Data in this exercise ::
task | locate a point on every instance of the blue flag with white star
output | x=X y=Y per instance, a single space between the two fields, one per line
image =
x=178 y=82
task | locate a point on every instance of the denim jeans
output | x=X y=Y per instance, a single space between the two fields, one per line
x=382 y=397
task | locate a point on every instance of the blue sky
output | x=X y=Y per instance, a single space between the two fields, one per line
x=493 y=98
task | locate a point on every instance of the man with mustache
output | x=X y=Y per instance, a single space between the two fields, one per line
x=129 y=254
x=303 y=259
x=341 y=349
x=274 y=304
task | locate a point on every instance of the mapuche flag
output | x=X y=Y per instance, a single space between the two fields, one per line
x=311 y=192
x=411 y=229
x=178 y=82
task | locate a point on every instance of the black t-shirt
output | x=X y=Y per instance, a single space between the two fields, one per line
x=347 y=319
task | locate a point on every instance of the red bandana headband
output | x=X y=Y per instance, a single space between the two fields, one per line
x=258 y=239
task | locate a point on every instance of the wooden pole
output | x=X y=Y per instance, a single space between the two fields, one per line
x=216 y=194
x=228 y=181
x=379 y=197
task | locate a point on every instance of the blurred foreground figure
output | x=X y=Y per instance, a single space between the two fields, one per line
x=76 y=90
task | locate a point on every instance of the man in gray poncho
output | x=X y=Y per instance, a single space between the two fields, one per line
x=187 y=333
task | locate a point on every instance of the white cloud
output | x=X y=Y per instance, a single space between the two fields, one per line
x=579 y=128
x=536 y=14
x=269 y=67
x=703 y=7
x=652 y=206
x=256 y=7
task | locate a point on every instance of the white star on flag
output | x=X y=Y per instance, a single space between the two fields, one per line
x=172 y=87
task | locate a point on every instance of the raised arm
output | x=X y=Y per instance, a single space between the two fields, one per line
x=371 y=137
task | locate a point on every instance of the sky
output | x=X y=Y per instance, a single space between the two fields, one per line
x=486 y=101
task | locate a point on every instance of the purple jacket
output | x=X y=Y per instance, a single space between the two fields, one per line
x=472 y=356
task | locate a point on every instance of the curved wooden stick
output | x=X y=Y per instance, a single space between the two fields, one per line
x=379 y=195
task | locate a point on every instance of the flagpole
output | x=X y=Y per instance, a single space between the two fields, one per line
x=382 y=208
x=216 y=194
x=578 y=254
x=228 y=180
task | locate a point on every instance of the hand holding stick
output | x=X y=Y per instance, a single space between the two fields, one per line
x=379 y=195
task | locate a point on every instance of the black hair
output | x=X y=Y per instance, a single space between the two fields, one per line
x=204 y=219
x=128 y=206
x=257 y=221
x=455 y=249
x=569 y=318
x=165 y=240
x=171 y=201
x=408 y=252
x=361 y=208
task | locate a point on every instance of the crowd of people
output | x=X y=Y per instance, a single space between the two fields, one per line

Written exercise ::
Rewrite all the rows above as a numbered list, skipping any blank lines.

Solution to the exercise ::
1. task | locate a point on every instance of the blue flag with white star
2. output | x=X y=Y per instance, a single space between the two fields, one per line
3. image =
4. x=178 y=82
5. task | locate a point on every instance of the denim jeans
6. output | x=X y=Y per instance, a single space between the two fields, one per line
7. x=382 y=397
8. task | locate a point on every instance of the blue sky
9. output | x=X y=Y per instance, a single space between the two fields, one per line
10. x=493 y=98
11. task | locate a point on every instance of the man with mustache
12. output | x=X y=Y per instance, a single space between the two fields, one per line
13. x=129 y=254
14. x=303 y=259
15. x=341 y=349
16. x=274 y=304
17. task | locate a point on every instance of the mapuche flag
18. output | x=X y=Y per instance, a single space between the two fields, one per line
19. x=311 y=192
20. x=411 y=229
21. x=178 y=82
22. task | locate a point on every instance of the black t-shirt
23. output | x=X y=Y per instance, a single space between the two fields, one per line
24. x=347 y=319
25. task | locate a point on every instance of the red bandana headband
26. output | x=X y=Y per instance, a single space between the two fields, one per line
27. x=258 y=239
28. task | locate a point on every instance of the wooden pole
29. output | x=X y=Y per instance, a single space between the two fields, one per line
30. x=216 y=194
31. x=228 y=181
32. x=379 y=197
33. task | locate a point on every instance of the blurred foreground figure
34. output | x=X y=Y per instance, a single space between the two fields, one per line
35. x=76 y=90
36. task | locate a point on every instance of the man in gray poncho
37. output | x=X y=Y per instance, a single space between the two fields, one per line
38. x=187 y=333
39. task | locate a point on every instance of the white cloud
40. output | x=X y=Y per instance, a single space between the two fields, one per line
41. x=579 y=128
42. x=536 y=14
43. x=269 y=67
44. x=703 y=7
45. x=652 y=206
46. x=256 y=7
47. task | locate a point on every instance of the white star on flag
48. output | x=X y=Y per instance, a single space between the two fields, one per line
49. x=172 y=87
50. task | locate a point on every instance of the raised arm
51. output | x=X y=Y per instance, a single space between the two fields, one per line
52. x=371 y=137
53. task | locate a point on every instance of the sky
54. output | x=X y=Y per instance, a single space between the two fields, one per line
55. x=486 y=101
56. task | locate a point on every instance of the purple jacket
57. output | x=X y=Y per instance, a single space between the two fields, one per line
58. x=472 y=356
59. task | locate a point on every instance of the curved wooden stick
60. output | x=X y=Y per instance, a single space between the two fields, one per line
61. x=379 y=195
62. task | locate a point on every instance of the flagpole
63. output | x=X y=Y per instance, a single space between the two fields, one per line
64. x=382 y=208
65. x=216 y=194
66. x=578 y=254
67. x=228 y=180
68. task | locate a point on every instance of the hand holding stick
69. output | x=X y=Y per instance, a single space between the two fields, one per line
70. x=379 y=195
71. task | locate a point on every instance of the black hair
72. output | x=X y=Y per instance, a single space between the two fields, one per line
73. x=204 y=219
74. x=128 y=206
75. x=257 y=221
76. x=455 y=249
77. x=569 y=318
78. x=165 y=240
79. x=171 y=201
80. x=408 y=252
81. x=361 y=208
82. task | locate a point on every instance of the crowd of people
83. output | x=X y=Y per instance, a single space between the two fields, one per line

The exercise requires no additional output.